**Brief 1**
In the pandemic excerpt:
(a) What did NASA find about nitrogen dioxide levels in the atmosphere over Wuhan?
(b) How many people live within the bounds of Venice's old city?
(c) What share of global GDP does the travel industry account for?
**Brief 2**
Can you condense the paragraph of the pandemic excerpt that begins "International travel – a key dimension" into two sentences, keeping its main facts?

**Excerpt provided**
§

In the search for hope, which endures even in the bleakest of times, some observers have highlighted a few positive examples of the law of unintended consequences. For example, the shutdown of industry and seizure of transport has produced a significant drop in the level of air pollutants and greenhouse gases.
The most striking example is Wuhan itself. The most populous city in Central China is a manufacturing hub. NASA compared satellite images from the first two months of 2019 with the same period this year, after the government had shuttered factories and restricted travel, and found that levels of nitrogen dioxide in the atmosphere had plummeted. The same is true of Northern Italy, that country’s industrial heartland.
In New York, researchers say that emissions of poisonous carbon monoxide and planet-warming carbon dioxide also fell sharply as the city that never sleeps succumbed to a state of suspended animation – a pattern likely to be replicated in megalopolises worldwide.
Venice doesn’t fall into that category; only 55,000 people live in the bounds of the old city. And yet, if you visited on a summer’s day, you might mistake it for one, such is the pressure of overtourism. Estimates vary, but as many as 30 million visit Venice each year, doubling the population on a daily basis during high season. Now, however, its normally turbid canals run clear; with no water buses and tourist boats to churn the water, even the fish have returned.
From a certain perspective, this pandemic looks like a parable about our hubris – and in particular our ever-increasing exploitation of the natural world. Scientists aren’t 100% sure where coronavirus came from, but they have a working hypothesis: it might have jumped from bats to an as yet unknown species, a process known as zoonotic spillover. And that happened because of us.
How? In the ‘wet markets’ of Wuhan and elsewhere in Asia, caged wild animals – for sale as food or pets – are brought into close contact with each other, providing the perfect conditions for this phenomenon to occur. When coronavirus made a second jump to humans, it found the ideal host to spread throughout a globalised world.
International travel – a key dimension of globalisation – will resume once this crisis abates (although who can say when that might be?). But the travel industry, which accounts for 10% of global GDP, will look quite different by then. The World Travel and Tourism Council, for example, has warned that coronavirus could cause it to shrink by a quarter, costing 50 million jobs worldwide.

§

**Data excerpts**
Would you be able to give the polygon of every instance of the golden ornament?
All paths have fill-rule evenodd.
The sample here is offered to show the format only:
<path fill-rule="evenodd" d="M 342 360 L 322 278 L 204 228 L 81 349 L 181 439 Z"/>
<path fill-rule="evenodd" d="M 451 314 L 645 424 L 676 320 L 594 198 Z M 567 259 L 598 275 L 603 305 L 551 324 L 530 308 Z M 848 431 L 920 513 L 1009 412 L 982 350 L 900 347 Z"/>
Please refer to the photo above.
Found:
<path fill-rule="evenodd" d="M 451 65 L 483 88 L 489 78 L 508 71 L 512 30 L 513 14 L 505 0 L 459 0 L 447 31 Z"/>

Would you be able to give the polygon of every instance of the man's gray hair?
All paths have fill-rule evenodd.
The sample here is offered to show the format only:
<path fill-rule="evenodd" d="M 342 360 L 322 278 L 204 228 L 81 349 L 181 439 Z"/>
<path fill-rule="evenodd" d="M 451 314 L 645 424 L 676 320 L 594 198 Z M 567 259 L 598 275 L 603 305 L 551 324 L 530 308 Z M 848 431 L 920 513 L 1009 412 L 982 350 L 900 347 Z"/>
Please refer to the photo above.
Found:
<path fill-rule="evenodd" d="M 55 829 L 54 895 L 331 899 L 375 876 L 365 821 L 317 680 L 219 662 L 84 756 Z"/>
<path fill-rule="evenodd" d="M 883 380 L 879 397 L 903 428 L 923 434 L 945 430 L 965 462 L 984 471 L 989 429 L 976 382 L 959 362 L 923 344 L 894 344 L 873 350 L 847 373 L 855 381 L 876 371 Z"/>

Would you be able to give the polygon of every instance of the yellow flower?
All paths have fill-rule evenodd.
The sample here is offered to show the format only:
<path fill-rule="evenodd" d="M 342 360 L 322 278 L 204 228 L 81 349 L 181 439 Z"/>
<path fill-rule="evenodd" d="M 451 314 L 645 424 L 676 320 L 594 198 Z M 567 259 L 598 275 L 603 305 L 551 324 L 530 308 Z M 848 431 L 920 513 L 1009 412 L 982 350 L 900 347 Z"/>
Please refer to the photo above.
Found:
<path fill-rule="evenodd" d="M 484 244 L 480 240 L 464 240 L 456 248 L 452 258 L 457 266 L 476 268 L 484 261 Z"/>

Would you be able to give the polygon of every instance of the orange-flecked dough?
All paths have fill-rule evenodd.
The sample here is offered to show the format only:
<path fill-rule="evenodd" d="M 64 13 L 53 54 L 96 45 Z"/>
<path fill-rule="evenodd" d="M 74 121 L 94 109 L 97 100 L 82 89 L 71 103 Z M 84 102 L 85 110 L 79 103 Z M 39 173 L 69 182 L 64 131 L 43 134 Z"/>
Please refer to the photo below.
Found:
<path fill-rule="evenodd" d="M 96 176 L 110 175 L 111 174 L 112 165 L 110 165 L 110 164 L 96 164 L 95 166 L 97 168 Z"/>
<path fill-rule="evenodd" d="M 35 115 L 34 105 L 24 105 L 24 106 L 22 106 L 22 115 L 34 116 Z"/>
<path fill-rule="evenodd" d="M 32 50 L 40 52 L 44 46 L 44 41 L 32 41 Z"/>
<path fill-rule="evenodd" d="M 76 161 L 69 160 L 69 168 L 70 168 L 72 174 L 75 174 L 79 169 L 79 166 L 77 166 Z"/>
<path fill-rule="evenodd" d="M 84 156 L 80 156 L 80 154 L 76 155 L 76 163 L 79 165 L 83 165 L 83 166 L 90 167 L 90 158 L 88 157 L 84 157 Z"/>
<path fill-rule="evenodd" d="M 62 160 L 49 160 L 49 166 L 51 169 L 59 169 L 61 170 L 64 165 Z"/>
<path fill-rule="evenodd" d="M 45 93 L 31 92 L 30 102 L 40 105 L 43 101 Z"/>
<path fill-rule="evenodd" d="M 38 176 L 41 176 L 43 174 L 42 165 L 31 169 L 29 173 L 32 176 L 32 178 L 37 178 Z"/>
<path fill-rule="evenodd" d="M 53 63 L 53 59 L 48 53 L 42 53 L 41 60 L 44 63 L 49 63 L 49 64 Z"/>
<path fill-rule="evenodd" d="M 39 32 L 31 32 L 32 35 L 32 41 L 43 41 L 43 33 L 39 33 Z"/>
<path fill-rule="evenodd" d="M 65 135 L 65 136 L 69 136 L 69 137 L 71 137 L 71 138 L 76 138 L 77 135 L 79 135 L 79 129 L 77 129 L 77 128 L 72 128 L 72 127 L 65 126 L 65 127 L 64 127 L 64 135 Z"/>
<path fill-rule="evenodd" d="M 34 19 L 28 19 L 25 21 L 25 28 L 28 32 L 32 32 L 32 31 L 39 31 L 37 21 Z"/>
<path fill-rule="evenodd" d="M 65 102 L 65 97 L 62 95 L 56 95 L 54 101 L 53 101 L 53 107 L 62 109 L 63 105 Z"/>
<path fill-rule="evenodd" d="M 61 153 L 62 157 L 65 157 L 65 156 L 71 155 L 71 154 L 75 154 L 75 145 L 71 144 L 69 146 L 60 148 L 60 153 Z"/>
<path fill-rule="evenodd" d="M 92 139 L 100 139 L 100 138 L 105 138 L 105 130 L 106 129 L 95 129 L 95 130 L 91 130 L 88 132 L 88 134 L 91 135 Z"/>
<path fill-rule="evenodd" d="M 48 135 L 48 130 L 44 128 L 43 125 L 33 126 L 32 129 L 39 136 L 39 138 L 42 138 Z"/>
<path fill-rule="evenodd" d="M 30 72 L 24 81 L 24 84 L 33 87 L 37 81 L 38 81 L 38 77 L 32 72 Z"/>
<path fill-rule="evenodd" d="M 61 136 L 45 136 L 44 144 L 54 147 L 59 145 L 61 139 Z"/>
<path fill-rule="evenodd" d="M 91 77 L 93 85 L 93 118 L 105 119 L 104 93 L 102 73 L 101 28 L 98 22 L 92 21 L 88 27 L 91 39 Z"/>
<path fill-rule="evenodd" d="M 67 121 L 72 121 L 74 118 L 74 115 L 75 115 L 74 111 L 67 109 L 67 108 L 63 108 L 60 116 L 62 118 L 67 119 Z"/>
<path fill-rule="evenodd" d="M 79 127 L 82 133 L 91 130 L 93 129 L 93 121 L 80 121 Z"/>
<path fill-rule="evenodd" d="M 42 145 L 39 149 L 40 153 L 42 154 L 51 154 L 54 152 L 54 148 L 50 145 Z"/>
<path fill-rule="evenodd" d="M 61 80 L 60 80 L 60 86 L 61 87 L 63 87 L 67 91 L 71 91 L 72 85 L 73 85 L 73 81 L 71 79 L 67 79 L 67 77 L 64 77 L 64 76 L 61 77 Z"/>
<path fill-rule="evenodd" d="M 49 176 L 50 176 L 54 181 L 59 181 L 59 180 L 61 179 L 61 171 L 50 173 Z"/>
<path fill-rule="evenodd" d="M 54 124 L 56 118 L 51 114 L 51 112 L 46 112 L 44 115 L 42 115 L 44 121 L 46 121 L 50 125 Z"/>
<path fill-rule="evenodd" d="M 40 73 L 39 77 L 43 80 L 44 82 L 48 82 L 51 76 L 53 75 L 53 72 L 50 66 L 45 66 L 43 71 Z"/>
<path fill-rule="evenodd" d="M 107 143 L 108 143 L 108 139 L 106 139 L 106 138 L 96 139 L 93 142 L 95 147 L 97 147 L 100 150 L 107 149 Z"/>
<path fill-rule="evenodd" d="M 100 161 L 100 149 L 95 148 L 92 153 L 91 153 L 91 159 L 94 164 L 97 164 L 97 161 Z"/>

§

**Worked solution 1**
(a) Nitrogen dioxide levels had plummeted.
(b) 55,000 people.
(c) 10%.

**Worked solution 2**
International travel, a key part of globalization, will resume once the crisis eases, though no one can say when. By then the travel industry, which makes up 10% of global GDP, will look quite different: the World Travel and Tourism Council has warned it could shrink by a quarter and lose 50 million jobs worldwide.